▸ **WRITTEN TASK**
Give only the lines from the one containing "point: person in dark coat" through the end of the material below, exactly as written.

▸ **DATA ROWS**
───

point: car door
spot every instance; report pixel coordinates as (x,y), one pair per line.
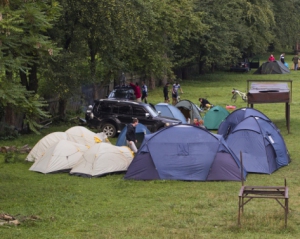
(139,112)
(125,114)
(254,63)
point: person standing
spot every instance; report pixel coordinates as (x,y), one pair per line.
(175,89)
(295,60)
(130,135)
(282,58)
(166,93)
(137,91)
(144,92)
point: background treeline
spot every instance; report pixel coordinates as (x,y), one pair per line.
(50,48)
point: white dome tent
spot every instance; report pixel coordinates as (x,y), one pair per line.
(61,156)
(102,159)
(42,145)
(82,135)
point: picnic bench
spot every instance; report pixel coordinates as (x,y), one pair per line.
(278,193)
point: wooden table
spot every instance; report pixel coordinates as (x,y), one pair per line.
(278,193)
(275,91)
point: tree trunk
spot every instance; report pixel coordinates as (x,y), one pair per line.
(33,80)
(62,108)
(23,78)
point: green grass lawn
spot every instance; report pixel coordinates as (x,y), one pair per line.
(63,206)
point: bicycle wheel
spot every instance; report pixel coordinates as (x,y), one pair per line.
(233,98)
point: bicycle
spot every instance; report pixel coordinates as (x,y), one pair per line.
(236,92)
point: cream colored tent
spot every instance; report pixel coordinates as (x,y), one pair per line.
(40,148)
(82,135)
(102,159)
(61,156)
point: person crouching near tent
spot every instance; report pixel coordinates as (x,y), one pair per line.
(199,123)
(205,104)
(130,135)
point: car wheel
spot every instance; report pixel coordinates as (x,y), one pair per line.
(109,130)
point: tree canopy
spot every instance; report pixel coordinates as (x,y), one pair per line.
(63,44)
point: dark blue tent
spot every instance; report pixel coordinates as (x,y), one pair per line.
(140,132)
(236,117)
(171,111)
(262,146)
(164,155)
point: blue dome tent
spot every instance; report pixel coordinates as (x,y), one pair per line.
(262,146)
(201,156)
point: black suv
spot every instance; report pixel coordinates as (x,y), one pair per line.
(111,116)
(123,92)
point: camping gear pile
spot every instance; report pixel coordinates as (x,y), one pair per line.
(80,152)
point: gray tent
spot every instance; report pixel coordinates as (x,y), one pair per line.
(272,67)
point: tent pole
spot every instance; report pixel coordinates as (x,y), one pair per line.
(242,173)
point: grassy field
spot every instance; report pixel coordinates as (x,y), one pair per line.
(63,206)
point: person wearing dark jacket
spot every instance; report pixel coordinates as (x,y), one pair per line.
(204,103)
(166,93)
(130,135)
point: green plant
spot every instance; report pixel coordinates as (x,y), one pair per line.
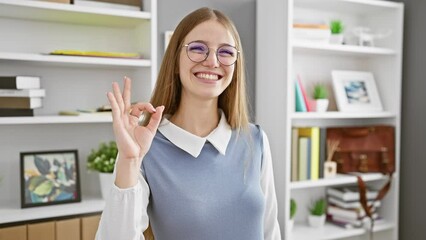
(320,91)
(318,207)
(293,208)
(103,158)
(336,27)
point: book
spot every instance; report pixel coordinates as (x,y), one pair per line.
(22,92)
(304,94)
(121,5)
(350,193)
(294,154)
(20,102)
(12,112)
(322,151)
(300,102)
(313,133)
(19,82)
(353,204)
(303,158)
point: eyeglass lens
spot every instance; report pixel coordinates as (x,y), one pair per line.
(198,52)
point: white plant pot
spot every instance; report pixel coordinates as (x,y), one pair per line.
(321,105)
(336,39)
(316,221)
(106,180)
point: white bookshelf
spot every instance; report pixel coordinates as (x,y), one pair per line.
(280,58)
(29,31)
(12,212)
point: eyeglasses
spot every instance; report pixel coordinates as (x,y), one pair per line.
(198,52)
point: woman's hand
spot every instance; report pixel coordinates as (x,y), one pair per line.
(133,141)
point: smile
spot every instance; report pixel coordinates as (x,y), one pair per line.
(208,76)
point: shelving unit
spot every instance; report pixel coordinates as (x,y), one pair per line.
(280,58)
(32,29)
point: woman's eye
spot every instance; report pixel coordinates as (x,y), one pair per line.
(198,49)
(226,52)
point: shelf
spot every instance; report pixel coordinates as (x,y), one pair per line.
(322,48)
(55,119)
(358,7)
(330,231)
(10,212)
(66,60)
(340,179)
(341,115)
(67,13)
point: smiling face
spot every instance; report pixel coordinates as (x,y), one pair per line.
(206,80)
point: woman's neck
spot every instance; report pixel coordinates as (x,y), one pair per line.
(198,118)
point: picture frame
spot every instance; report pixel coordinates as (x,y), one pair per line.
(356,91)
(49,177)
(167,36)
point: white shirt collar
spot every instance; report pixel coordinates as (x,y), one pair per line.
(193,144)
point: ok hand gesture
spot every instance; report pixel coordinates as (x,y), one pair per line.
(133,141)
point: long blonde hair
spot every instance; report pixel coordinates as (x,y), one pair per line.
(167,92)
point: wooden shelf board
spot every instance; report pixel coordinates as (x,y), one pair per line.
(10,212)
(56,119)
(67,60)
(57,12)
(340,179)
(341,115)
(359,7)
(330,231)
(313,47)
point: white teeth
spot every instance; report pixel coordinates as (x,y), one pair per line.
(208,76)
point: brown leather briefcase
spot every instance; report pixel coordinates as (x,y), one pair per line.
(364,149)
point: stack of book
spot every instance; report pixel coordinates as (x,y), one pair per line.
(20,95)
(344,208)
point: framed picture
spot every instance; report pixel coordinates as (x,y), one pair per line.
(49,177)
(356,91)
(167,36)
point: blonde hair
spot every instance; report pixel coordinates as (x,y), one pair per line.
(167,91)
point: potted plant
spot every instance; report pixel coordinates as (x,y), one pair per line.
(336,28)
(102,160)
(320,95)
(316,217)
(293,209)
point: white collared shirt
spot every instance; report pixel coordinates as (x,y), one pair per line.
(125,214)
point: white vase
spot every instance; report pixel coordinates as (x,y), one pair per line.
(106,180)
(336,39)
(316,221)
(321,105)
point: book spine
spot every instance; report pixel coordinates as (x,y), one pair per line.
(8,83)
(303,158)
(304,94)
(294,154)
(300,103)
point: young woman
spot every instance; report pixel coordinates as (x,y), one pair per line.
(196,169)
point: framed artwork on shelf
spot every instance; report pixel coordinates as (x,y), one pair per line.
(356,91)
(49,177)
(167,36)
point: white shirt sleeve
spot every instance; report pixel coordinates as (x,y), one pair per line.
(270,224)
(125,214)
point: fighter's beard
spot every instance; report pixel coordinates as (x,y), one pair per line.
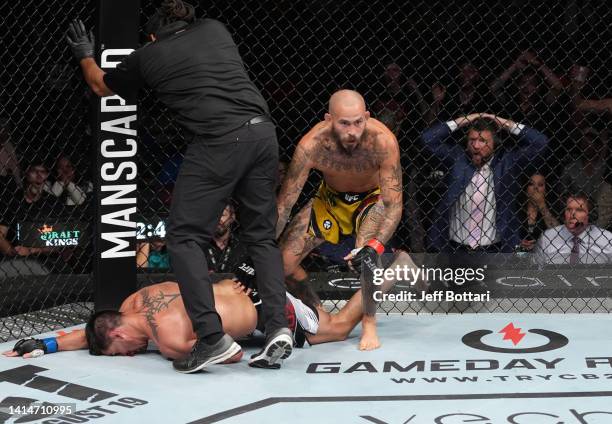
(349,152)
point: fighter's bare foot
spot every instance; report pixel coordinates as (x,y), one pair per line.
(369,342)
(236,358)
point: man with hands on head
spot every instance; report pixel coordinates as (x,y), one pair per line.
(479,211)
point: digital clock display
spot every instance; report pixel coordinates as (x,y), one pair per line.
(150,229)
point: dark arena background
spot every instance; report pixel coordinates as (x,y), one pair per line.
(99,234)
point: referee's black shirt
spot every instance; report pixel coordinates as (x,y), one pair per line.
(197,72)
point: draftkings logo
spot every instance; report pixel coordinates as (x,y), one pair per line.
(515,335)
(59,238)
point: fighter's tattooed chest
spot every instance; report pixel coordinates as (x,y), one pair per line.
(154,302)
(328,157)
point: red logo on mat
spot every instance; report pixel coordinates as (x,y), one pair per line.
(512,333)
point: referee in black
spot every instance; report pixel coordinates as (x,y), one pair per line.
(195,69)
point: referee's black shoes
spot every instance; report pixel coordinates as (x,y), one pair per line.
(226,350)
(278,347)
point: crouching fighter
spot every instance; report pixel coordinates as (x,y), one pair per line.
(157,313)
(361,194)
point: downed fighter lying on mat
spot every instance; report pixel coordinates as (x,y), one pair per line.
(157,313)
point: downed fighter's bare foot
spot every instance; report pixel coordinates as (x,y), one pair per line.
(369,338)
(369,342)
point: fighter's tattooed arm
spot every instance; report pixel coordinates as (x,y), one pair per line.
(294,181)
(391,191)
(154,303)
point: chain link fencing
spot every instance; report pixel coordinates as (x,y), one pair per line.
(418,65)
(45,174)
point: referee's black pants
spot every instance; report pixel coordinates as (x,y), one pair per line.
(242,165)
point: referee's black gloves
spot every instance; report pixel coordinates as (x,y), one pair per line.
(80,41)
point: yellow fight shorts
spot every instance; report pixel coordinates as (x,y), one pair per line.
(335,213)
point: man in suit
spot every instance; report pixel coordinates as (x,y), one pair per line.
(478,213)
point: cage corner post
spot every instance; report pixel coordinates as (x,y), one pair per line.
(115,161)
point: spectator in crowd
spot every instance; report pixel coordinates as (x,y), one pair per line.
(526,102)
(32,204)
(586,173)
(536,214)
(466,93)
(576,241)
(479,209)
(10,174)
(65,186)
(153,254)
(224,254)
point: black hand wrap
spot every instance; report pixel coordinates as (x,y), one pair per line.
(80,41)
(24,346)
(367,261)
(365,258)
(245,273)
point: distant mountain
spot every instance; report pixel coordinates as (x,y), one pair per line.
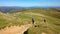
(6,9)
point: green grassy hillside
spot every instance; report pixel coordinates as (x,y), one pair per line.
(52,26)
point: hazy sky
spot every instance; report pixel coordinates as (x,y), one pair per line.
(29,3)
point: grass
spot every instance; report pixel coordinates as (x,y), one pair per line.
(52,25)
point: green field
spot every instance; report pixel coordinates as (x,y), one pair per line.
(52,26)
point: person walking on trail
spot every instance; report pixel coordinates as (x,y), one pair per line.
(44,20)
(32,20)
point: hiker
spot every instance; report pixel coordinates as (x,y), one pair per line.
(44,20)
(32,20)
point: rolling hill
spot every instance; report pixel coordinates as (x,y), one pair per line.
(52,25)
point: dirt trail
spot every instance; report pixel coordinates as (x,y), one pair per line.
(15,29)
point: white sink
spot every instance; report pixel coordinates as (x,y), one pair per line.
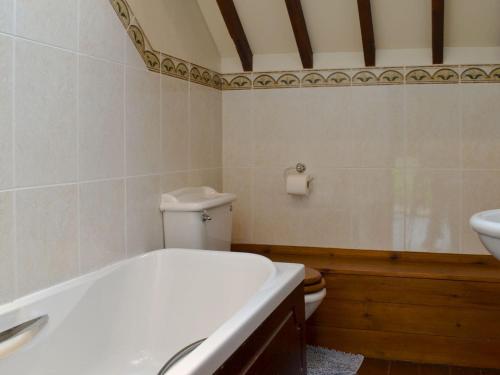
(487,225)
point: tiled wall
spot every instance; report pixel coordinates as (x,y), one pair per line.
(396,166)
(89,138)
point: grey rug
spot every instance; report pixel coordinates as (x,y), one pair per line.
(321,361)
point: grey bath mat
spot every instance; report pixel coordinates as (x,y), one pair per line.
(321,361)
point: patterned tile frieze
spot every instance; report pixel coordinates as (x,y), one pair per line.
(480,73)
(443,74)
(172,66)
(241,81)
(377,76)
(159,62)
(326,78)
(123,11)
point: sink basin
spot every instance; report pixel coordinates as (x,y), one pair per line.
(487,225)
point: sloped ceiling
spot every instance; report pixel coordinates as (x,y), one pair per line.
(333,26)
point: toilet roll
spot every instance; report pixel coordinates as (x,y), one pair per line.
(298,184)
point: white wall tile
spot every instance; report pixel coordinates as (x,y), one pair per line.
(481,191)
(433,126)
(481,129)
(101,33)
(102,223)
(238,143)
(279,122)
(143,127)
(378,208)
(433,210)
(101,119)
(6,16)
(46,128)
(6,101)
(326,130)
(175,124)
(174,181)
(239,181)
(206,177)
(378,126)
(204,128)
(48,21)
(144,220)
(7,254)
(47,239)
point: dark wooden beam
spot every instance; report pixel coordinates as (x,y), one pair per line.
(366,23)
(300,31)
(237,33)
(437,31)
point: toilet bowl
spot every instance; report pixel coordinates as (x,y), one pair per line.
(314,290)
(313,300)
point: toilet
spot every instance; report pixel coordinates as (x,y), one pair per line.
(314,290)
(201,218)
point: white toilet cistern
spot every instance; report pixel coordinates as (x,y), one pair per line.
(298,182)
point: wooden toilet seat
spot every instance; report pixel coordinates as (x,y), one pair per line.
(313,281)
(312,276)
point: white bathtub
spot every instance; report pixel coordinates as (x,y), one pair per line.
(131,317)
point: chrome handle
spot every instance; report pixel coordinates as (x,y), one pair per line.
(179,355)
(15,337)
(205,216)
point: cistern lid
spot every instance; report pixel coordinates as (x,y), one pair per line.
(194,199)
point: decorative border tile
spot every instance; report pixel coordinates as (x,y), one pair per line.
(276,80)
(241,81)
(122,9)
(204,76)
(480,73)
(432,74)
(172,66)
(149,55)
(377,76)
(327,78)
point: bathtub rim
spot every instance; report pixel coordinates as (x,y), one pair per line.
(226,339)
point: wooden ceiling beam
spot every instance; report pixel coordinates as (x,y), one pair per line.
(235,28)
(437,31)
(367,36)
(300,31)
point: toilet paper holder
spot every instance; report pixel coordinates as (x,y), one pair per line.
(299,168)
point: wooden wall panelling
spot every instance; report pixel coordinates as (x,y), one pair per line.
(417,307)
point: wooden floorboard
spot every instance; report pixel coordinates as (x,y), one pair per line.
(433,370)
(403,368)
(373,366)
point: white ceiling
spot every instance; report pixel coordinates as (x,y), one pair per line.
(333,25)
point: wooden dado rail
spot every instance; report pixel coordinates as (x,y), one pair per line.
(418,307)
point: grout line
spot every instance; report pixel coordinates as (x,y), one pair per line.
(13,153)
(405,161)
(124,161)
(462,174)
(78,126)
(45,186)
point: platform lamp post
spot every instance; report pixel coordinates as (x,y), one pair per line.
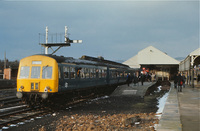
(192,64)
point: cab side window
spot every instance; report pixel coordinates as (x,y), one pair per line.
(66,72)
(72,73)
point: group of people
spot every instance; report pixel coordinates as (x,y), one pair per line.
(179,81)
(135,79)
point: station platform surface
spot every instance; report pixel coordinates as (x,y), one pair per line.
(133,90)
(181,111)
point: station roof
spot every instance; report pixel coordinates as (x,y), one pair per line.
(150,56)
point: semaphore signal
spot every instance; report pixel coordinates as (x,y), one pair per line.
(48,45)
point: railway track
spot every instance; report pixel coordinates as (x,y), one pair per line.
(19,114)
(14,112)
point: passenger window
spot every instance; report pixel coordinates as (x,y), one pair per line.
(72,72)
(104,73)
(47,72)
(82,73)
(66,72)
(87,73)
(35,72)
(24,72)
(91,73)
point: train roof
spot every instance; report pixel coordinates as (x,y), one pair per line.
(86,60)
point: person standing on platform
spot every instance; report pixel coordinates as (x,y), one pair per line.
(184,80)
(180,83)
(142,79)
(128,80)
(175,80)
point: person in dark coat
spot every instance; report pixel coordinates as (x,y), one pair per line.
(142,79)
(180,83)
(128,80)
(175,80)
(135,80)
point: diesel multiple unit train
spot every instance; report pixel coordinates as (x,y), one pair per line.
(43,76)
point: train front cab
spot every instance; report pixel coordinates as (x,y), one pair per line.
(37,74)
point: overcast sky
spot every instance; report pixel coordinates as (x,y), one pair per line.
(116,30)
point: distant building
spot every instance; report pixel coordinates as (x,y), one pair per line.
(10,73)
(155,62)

───

▸ **EXPECTED OUTPUT**
point: person in dark coat
spot every instance; report pixel coordinates as (x,y), one pair per line.
(142,79)
(180,83)
(128,80)
(175,80)
(135,80)
point: diesel multiple unit train
spot every instance; report pixel coordinates as (x,y), one pair per line.
(43,76)
point: train front cab
spot every instance; report pixel coordinates as (x,y), one pair per line.
(37,74)
point: overcast sky
spot every instance; report pixel coordinates as (x,y), one pair per line.
(116,30)
point: distant building
spot every instance; report pixel coordinates as (x,y), one pair per line.
(10,73)
(155,62)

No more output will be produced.